_PAGE_
I loved the last chapter ... which made the whole effort truly rewarding.
I loved the last chapter ... which made the whole effort truly rewarding.
Now I am not a usual fan of the "cut-n-paste" nonfiction genre where we get a journalist's "best" articles or columns repurposed as a stand alone book. This dislike has its roots in my disappointment at "Boss," Mike Royko's Pulitzer Prize winning 1972 book on Mayor Richard J. Daley (the father of the present hizzonor). Not only had I read most of the columns, but viewed together -- rather than over a significant span of time -- I saw how repetitive and "small" they were.
Walter Isaacon's "American Sketches" on one level fails in a very similar way. BUT, in the last chapter, almost as an editorial afterthought, the entire effort is enobled and sanctified. The true beauty of this book is not the sketches of the famous (the Woody Allen column should have never been repeated) but the portrait of New Orleans pre and post Katrina.
The central problem with the chapters of the famous -- the one on Bill Gates is a pleasant exception -- is that we begin to see the scaffolding of Isaacson's "style" and begin to see how he repeats himself figuratively (George Plimpton and Benjamin Franklin seem mass produced) and literally (by my count, the thought experiment Einstein uses to explain Relativity appears four times).
BUT all is saved and enriched as Issacon offers loving tributes to his hometown of New Orleans. In an anecdotal and personal way he moves from the lower Ninth Ward to Louis Armstrong to the community leadership of Scott Cowen the President of Tulane to rebuilding the public school system in a new-old juxtaposition that is as rich and spicy as gumbo and as mournful as a blues musician's funeral. At one point, Isaacon explodes the imagination and deftly brings logic to a chaos of emotions that New Orleans has always triggered for me by using a word (perhaps best recognized as the title of Lillian Hellman's autobiography): pentimento.

_STATED EXERCISE A_
In the book review, what word does Isaacson use to bring logic to the chaos of emotions that New Orleans triggers?

_RECORDS SHOWN_
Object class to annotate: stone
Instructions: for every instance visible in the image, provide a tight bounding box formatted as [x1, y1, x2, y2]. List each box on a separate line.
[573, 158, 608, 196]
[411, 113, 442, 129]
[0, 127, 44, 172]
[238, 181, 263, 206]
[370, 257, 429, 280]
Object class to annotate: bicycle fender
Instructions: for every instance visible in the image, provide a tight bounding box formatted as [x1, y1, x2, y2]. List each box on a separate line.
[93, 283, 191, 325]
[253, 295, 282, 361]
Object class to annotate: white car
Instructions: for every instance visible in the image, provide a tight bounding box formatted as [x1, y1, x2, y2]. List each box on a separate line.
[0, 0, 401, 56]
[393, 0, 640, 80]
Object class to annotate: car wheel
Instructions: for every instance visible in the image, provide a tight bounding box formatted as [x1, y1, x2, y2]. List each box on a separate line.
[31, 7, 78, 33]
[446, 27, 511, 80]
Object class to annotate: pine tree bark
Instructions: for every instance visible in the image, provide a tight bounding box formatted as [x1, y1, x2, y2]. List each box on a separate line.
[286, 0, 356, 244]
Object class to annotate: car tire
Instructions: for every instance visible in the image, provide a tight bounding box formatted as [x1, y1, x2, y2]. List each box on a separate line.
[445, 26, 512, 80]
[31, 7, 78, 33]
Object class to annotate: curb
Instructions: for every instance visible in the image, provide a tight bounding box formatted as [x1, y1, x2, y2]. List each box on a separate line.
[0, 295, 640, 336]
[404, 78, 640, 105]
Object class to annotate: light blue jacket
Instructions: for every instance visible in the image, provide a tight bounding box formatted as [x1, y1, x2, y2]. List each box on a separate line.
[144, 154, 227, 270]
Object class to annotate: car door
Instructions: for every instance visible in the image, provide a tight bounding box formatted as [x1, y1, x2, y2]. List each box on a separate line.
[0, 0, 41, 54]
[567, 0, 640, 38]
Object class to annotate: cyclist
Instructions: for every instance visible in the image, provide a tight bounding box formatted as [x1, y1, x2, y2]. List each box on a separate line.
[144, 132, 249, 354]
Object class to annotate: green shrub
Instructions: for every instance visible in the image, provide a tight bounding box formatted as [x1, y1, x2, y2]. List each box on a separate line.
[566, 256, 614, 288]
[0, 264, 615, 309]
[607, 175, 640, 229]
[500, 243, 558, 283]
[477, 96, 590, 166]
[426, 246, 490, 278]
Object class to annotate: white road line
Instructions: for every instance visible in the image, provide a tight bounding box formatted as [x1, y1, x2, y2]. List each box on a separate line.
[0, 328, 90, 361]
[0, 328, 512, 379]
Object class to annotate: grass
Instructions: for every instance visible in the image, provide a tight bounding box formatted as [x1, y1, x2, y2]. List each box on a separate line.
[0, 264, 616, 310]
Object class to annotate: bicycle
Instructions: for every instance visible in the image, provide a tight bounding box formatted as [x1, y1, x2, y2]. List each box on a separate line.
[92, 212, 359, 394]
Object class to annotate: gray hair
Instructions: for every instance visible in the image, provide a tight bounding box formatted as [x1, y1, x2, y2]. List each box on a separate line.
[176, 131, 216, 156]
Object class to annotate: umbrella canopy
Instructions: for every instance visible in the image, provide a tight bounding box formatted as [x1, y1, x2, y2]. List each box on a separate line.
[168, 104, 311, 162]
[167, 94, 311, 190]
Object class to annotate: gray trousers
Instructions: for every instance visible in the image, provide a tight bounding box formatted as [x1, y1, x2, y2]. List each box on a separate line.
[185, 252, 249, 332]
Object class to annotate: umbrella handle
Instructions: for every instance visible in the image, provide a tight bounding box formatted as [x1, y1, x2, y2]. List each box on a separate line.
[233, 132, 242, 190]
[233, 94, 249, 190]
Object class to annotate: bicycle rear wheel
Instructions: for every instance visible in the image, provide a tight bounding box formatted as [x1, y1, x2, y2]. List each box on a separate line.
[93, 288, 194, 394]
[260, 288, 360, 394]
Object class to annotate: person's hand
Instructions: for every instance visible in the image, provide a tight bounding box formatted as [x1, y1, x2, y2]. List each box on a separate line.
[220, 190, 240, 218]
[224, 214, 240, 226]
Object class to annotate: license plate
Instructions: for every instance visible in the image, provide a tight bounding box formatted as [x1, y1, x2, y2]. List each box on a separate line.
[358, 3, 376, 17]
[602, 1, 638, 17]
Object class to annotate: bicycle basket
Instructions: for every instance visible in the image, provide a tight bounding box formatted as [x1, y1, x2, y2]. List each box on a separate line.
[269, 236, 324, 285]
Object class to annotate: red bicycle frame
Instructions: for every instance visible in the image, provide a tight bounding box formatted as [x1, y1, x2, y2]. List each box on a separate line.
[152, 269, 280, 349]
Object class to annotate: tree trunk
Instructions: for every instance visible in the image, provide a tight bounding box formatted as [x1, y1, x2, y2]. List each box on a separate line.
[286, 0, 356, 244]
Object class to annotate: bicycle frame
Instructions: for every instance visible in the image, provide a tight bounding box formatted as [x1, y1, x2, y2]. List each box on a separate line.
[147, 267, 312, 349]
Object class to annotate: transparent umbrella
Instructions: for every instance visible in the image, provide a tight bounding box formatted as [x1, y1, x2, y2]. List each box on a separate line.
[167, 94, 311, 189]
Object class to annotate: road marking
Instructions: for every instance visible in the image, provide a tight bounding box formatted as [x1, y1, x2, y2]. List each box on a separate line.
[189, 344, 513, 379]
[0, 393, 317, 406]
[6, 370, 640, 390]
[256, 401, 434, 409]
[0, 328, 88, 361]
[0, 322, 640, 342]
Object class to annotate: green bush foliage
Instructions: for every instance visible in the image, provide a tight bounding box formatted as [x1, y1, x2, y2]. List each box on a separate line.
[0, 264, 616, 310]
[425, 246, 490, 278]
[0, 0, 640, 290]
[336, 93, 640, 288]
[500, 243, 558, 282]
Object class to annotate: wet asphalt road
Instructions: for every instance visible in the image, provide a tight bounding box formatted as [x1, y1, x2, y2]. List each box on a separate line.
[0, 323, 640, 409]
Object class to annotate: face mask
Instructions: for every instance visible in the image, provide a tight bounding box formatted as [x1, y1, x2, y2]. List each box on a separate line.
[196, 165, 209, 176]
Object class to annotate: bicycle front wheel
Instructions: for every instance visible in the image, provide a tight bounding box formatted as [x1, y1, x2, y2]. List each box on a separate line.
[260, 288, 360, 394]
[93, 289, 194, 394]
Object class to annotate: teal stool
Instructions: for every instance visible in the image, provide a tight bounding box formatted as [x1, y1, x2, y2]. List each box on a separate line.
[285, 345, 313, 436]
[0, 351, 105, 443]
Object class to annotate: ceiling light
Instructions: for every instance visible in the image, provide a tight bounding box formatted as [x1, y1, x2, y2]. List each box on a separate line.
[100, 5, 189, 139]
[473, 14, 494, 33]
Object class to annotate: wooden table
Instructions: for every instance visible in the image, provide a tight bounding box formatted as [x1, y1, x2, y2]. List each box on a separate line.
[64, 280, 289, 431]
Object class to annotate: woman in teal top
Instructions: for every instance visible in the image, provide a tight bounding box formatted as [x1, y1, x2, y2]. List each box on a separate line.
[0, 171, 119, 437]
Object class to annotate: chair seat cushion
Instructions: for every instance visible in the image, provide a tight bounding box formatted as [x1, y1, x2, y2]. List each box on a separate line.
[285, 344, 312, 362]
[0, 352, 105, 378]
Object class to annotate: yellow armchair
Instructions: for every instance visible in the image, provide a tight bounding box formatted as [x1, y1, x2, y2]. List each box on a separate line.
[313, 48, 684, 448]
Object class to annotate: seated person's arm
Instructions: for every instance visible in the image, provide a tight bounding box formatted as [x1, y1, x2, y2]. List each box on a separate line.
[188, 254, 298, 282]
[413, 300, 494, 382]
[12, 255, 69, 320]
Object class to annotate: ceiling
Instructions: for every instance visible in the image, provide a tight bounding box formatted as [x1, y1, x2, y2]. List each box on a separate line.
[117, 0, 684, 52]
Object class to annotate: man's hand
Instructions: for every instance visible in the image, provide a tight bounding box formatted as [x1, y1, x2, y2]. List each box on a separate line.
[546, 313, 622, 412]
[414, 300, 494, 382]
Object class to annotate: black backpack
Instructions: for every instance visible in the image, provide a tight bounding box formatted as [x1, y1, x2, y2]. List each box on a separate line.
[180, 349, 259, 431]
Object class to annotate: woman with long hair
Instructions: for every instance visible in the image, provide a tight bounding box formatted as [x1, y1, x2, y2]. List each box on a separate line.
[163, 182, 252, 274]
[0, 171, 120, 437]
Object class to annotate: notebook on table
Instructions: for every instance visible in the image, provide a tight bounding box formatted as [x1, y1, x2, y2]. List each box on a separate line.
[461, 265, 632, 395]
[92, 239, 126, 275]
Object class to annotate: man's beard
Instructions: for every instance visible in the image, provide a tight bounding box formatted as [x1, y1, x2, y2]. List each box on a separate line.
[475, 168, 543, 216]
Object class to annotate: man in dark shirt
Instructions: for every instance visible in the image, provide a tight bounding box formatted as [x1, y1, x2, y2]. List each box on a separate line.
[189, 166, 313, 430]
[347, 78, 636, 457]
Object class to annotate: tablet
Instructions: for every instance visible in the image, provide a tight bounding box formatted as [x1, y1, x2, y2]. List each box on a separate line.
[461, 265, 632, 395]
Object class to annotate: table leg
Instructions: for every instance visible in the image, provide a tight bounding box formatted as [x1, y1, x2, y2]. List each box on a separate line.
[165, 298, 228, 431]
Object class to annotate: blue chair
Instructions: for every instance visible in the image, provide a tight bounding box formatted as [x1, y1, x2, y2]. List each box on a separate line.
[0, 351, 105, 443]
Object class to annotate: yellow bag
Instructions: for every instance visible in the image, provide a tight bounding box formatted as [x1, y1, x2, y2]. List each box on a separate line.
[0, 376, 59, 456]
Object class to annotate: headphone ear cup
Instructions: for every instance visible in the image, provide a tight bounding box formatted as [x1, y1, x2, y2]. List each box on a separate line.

_STATED EXERCISE B_
Copy out the rows from the line with "Object class to annotate: bicycle basket" to the line with "[0, 322, 640, 342]", both lines included, reproducing each one without change.

_FINISHED ANSWER A_
Pentimento.

_FINISHED ANSWER B_
Object class to annotate: bicycle basket
Instructions: for every instance visible in the image, provide a tight bounding box formatted as [x1, y1, x2, y2]. List each box on a separate line.
[269, 236, 324, 285]
Object class to annotate: red bicycle frame
Instructions: for every instance visible in the image, provide a tight bounding box formatted as [x1, y1, x2, y2]. List each box on a separate line.
[152, 269, 280, 349]
Object class to annotate: tree trunk
Instructions: for every instance visible in the image, provide a tight bounding box formatted as [x1, y1, x2, y2]. List each box on a separate line.
[286, 0, 356, 244]
Object class to annotate: bicycle frame
Instructions: for every instance visible in the image, provide a tight bounding box formatted as [x1, y1, x2, y2]. List each box on a separate line.
[147, 267, 312, 349]
Object class to annotate: transparent umbrella
Instructions: for every instance visible in the image, provide a tight bounding box formatted as [x1, y1, x2, y2]. List each box on a separate line.
[167, 94, 311, 189]
Object class to annotate: road marking
Instructions: for every instance visible in the image, provide a tight bounding box formatted as [x1, y1, x2, y2]. List each box on a separate line.
[189, 344, 513, 379]
[0, 393, 317, 406]
[6, 370, 640, 390]
[256, 401, 434, 409]
[0, 328, 88, 361]
[0, 322, 640, 342]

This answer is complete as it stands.